■ SELECTED PASSAGE:
Electronic Journal of Human Sexuality, Vol. 1, Nov. 23, 1998



Janice M. Epp, Ph.D.

Professor and Director of Specialized Graduate, Academic and Professional Studies, The Institute for Advanced Study of Human Sexuality, San Francisco, CA
Lecturer, Skyline College, San Bruno, CA
Private Practice, San Francisco/Palo Alto, CA

Why is it important for a therapist to obtain a history of a person's sexual experience? There is little opportunity for people in our society to talk to anyone about their sex life or sexual concerns--or even to clarify some sexual information--in a confidential and non-judgmental atmosphere. Since sex is an integral part of each person's self-expression, it is essential for the therapist to have the tools for eliciting accurate information from clients. Interviewing is also integral to the establishment of the therapeutic relationship.

Following are some suggestions concerning how to talk with clients about sex, especially in the initial interviewing process.

1. You need to feel comfortable about your own sexuality. This is the single most important aspect of talking about sex. Are you relaxed and non-judgmental about masturbation, same-sex activity, unmarried sexual expressions, etc.? This is not to imply that you need to engage in any or all of these activities yourself; merely that you can allow others their freedom of expression.

Example: A young male client presents to you with inability to relate sexually with women. One possible diagnosis is that he is primarily oriented to men but uncomfortable about or unaware of his orientation. How can you as a therapist find out about the client's same-sex experience if you are uncomfortable with homosexuality? He will inevitably respond to this judgement by censoring the information he gives you, thus leaving you vulnerable to a misdiagnosis.

2. Begin by asking about the least taboo sexual activities and progressing to the most taboo in order to facilitate the client's relaxation. This means you need to know the hierarchy of "forbiddenness" for these various behaviors--these vary from socio-economic class or culture and from male to female (e.g., in many current U.S. cultures, masturbation is OK for men, but
not for women).

3. Use those sexual and non-sexual terms with which your client is comfortable. Technical language can create a barrier and distance between client and therapist and may be experienced as patronizing.

4. Assume that everyone does everything. I can't stress this enough, because it gives the interviewer the latitude of allowing clients to be themselves and to have whatever experiences they have had, with no judgements. Example: Don't ask, "Do you masturbate?" but rather, "How old were you when you first masturbated?"

5. Give positive feedback. This helps the client to know that you are responding favorably to what is being said and are comfortable with the exchange of information. Feedback includes using "yes," "uh-huh," "all right," "of course," etc.

■ WHAT THIS EXERCISE ASKS:
1. In the article on talking with clients about sex, what is the single most important aspect of talking about sex?
2. Condense the paragraph of the article on talking with clients about sex that begins "Why is it important for a therapist" into a short bulleted list.
3. Extend the article on talking with clients about sex, picking up after its fifth suggestion.

[Items from a data source]

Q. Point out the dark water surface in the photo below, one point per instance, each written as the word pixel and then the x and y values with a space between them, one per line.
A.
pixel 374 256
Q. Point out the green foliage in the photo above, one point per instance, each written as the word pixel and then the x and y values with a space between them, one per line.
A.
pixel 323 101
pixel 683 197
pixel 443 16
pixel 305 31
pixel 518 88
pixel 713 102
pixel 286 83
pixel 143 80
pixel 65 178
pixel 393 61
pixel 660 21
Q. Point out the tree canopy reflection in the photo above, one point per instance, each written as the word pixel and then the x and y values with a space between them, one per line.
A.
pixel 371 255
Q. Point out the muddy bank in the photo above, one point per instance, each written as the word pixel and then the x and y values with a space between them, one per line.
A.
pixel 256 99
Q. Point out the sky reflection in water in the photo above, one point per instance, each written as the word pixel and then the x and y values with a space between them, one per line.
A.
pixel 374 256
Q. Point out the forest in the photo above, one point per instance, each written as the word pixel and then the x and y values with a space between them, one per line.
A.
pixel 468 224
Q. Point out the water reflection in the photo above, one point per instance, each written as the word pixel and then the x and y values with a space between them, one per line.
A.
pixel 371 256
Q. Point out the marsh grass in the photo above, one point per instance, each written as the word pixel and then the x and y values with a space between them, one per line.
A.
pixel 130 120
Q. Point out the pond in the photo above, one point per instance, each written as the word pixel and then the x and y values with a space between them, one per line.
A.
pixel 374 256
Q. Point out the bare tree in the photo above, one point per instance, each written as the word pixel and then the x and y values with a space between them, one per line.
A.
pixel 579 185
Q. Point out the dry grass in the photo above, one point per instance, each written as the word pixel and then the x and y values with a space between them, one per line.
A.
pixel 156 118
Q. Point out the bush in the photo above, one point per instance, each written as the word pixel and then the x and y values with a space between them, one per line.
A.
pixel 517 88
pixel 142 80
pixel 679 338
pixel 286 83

■ RESULTS BY TASK:
1. Feeling comfortable about your own sexuality.

2.
- People in our society rarely get a confidential, non-judgmental setting to talk about their sex life or sexual concerns, or to clarify sexual information.
- Sex is an integral part of each person's self-expression, so therapists need tools for eliciting accurate information from clients.
- Interviewing is also integral to establishing the therapeutic relationship.

3.
6. One of the most valuable aspects of taking a sex history is that it can open and close doors in therapy. For example, if a client is asked about her/his same-sex experience and she/he has had none, that door can be closed and no further questions regarding same-sex activity need be asked (unless, of course, your intuition suggests otherwise). However, if the question is not asked, this door must remain open. Example: A male client presents with erection concerns. Etiology may be complex, with both physical and emotional contributing factors. You would ask about the client's average alcohol intake. If he responds that he doesn't drink, this door can be closed and you need ask no more questions about alcohol.

7. Don't suggest answers. If the client reports that her frequency of partnered sexual activity is "average," and you respond by saying "that means about twice a week?," you are only disclosing what your concept of average is, and that may be a long way from what the client's concept is; the client may agree with your definition simply to create a favorable impression. Remember
that "normal" sexual behavior is an entirely subjective concept and varies from person to person. It is important not to give any impression that there is any such thing as "normality." Someone once asked Kinsey for his definition of "promiscuous," and he jocularly replied, "Anyone who has sex more often than I do."*

8. Use checklists, both for frequency and techniques. Do not use any ascending or descending hierarchy that a client may interpret as being socially acceptable. Example: question about frequency of masturbation--"How often do you masturbate?" Response, "A fair amount." Therapist: "Is that four times a week, once a month, three times a day, twice an hour, or what?"
Notice the absence of order. Always give many examples, as there are so many variations.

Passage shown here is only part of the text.